------ Trecho dado ------

Question

Se x é a medida do arco em radianos e α é um número real, determine α sabendo que sen x = √3 - α e cos x = α -2/2
( COLOQUEM OS CÁLCULOS POR FAVOR )

Answer 1

$\displaystyle \underline{\text{Rela{\c c}{\~a}o fundamental da trigonometria}}: \\\\ \text{sen}^2(\text x)+\text{cos}^2(\text x) = 1 \\\\\ \text{temos} :\\\\ 1) \ \text{sen(x)}=\sqrt{3-\text a} \\\\ \underline{\text{condi{\c c}{\~a}o de exist{\^e}ncia do seno/restri{\c c}{\~a}o para a }}:\\\\ 3-\text a \geq 0 \to \boxed{\text a \leq 3} \\\\\\ 2) \ \text{cos(x)}=\frac{\text a-2}{2}$

Substituindo na relação fundamental da trigonometria :

$\displaystyle (\sqrt{3-\text a})^2+(\frac{\text a-2}{2})^2=1 \\\\\\ 3-\text a+\frac{\text a^2-4\text a+4}{4}=1 \\\\\\ 12 -4\text a+\text a^2-4\text a+4=4 \\\\ \text a^2-8\text a+16=4 \\\\ (\text a-4)^2=4 \\\\ \text a-4 = \pm 2 \\\\ \text a = 4+2 \to \text a = 6 \to \text{(N{\~a}o pode pq foge da restri{\c c}{\~a}o)} \\\\ \text a =4-2 \to \text a = 2 \checkmark \\\\ \text{Portanto} \\\\ \huge\boxed{\ \text a =2\ }\checkmark$

------ Dados extraídos ------

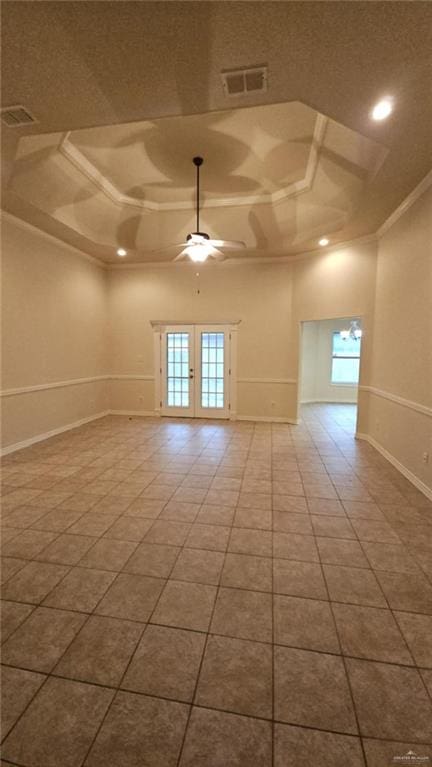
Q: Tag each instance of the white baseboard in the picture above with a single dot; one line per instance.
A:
(328, 401)
(145, 413)
(267, 419)
(46, 435)
(425, 489)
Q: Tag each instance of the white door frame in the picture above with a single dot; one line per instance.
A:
(231, 327)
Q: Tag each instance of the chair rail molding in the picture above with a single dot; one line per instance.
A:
(424, 409)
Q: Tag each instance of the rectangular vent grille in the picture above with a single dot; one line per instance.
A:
(13, 117)
(241, 81)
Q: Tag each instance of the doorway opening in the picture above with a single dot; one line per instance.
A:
(330, 355)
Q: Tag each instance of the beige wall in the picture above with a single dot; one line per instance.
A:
(316, 363)
(271, 300)
(54, 329)
(258, 295)
(401, 363)
(336, 284)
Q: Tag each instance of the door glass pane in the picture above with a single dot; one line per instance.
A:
(178, 369)
(212, 370)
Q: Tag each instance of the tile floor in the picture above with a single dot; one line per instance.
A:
(207, 594)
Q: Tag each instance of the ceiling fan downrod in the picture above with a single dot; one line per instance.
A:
(198, 161)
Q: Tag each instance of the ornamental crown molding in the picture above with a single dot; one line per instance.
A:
(88, 169)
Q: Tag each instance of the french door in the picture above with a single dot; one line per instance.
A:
(195, 371)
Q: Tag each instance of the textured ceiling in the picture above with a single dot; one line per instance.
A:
(107, 71)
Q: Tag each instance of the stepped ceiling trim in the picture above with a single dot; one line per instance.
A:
(88, 169)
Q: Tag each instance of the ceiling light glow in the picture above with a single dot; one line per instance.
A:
(382, 109)
(199, 252)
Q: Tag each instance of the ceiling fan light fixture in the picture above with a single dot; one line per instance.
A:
(199, 252)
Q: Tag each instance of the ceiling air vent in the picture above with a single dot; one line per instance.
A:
(13, 117)
(241, 81)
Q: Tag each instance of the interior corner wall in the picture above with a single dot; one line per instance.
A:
(270, 299)
(257, 294)
(396, 404)
(54, 331)
(338, 283)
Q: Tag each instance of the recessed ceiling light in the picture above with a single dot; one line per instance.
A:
(382, 109)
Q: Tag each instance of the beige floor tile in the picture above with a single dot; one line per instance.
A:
(130, 597)
(260, 519)
(12, 615)
(81, 590)
(18, 687)
(353, 585)
(10, 566)
(152, 559)
(185, 605)
(254, 501)
(417, 630)
(101, 651)
(292, 546)
(254, 542)
(33, 582)
(167, 533)
(215, 515)
(295, 505)
(284, 522)
(198, 566)
(140, 730)
(28, 544)
(59, 725)
(391, 557)
(391, 701)
(57, 521)
(325, 506)
(179, 510)
(297, 745)
(215, 738)
(213, 537)
(166, 663)
(300, 579)
(305, 623)
(385, 752)
(243, 614)
(129, 528)
(236, 676)
(242, 571)
(332, 527)
(66, 549)
(40, 641)
(302, 680)
(369, 632)
(339, 551)
(407, 591)
(93, 524)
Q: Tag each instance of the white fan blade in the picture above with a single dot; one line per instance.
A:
(169, 247)
(217, 255)
(229, 244)
(181, 255)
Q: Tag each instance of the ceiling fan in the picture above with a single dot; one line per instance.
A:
(199, 246)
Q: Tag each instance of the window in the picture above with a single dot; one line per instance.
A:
(345, 359)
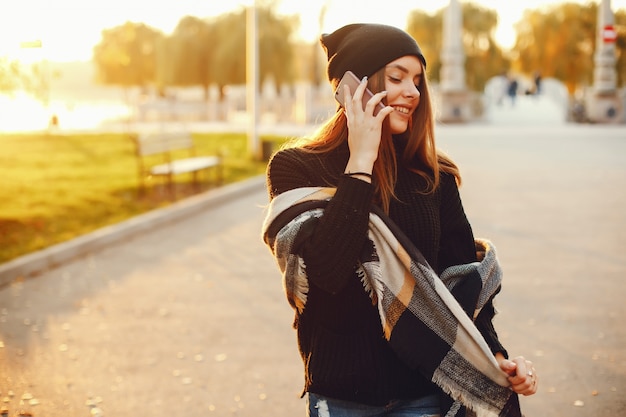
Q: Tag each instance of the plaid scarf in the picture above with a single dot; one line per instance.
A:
(421, 318)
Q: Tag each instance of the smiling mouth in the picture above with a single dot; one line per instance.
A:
(402, 110)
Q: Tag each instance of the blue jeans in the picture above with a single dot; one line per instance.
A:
(320, 406)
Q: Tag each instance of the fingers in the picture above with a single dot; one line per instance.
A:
(371, 106)
(522, 375)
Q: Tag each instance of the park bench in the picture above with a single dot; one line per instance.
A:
(159, 155)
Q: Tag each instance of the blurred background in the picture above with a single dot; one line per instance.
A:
(81, 65)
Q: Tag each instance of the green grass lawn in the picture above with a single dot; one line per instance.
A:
(56, 187)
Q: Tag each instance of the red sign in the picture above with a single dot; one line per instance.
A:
(609, 35)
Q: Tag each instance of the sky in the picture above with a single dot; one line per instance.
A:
(68, 29)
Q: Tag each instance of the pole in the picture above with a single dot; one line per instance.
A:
(252, 82)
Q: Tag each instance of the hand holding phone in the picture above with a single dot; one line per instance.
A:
(353, 82)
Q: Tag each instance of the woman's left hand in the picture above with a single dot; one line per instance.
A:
(522, 375)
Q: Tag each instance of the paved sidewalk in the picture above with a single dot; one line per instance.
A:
(189, 319)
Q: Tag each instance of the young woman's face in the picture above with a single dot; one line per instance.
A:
(402, 80)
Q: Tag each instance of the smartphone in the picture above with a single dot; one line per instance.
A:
(353, 82)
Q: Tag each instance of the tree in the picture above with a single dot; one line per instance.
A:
(126, 55)
(184, 58)
(275, 51)
(10, 75)
(483, 57)
(558, 41)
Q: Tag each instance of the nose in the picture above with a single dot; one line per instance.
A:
(411, 91)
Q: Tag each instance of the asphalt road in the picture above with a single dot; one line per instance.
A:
(189, 319)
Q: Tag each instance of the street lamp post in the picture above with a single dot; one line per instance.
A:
(252, 81)
(603, 102)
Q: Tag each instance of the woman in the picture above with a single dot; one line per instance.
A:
(362, 356)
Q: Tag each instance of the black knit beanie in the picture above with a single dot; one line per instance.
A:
(364, 48)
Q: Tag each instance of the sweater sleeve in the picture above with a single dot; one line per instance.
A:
(331, 253)
(457, 247)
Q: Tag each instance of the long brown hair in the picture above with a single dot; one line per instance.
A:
(420, 137)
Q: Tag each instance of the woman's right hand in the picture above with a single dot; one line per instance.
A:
(364, 129)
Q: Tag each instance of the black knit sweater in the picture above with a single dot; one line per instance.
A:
(340, 336)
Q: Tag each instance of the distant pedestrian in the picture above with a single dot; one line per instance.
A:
(512, 90)
(537, 80)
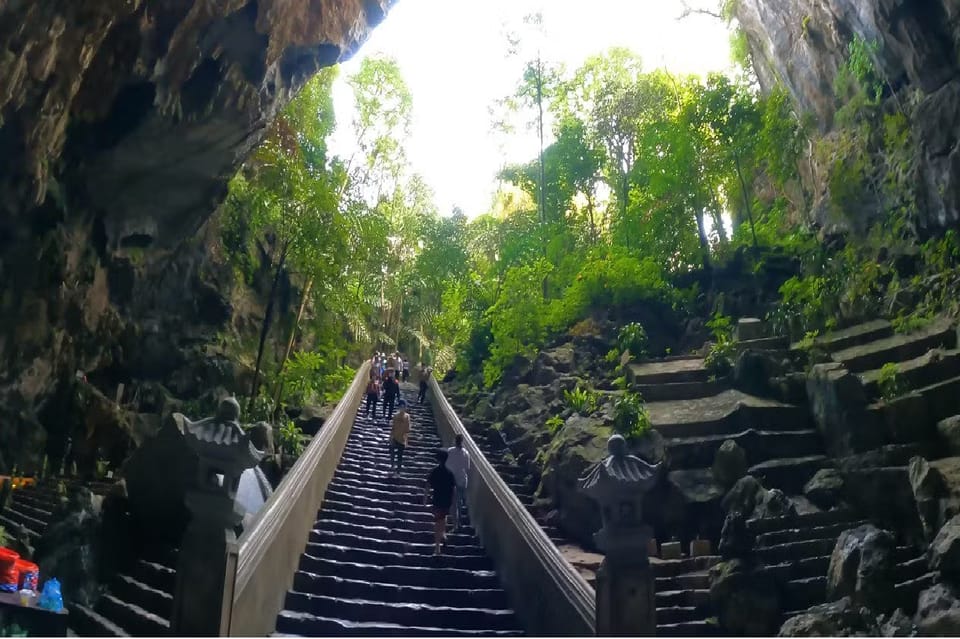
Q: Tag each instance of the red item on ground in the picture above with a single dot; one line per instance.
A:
(9, 575)
(29, 574)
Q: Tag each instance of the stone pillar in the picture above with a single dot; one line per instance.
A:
(224, 451)
(625, 583)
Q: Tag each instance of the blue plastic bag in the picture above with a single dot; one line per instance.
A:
(51, 598)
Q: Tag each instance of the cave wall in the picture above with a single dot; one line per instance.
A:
(802, 43)
(120, 123)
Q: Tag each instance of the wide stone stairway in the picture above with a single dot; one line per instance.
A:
(368, 568)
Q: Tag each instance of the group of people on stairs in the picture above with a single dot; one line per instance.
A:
(446, 485)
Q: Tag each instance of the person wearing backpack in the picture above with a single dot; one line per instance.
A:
(373, 394)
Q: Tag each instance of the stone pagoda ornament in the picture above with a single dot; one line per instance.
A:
(223, 451)
(625, 585)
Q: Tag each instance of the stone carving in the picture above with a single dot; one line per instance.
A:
(625, 585)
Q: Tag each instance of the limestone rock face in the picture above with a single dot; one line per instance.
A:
(120, 123)
(862, 567)
(938, 612)
(802, 43)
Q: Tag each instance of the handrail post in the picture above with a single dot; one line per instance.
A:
(205, 561)
(625, 585)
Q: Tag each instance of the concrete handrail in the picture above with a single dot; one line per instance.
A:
(268, 552)
(549, 596)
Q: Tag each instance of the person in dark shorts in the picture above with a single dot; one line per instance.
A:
(391, 393)
(441, 483)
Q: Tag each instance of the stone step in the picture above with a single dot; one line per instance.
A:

------

Instruções da tarefa:
Responda, com base no trecho dado:
1. Que igualdade a resolução apresenta como relação fundamental da trigonometria?
2. Que restrição para a a resolução tira da condição de existência do seno?
3. Qual valor de a é descartado, e por qual motivo?

Resposta da tarefa:
1. sen²(x) + cos²(x) = 1.
2. 3 − a ≥ 0, ou seja, a ≤ 3.
3. O valor a = 6, porque foge da restrição.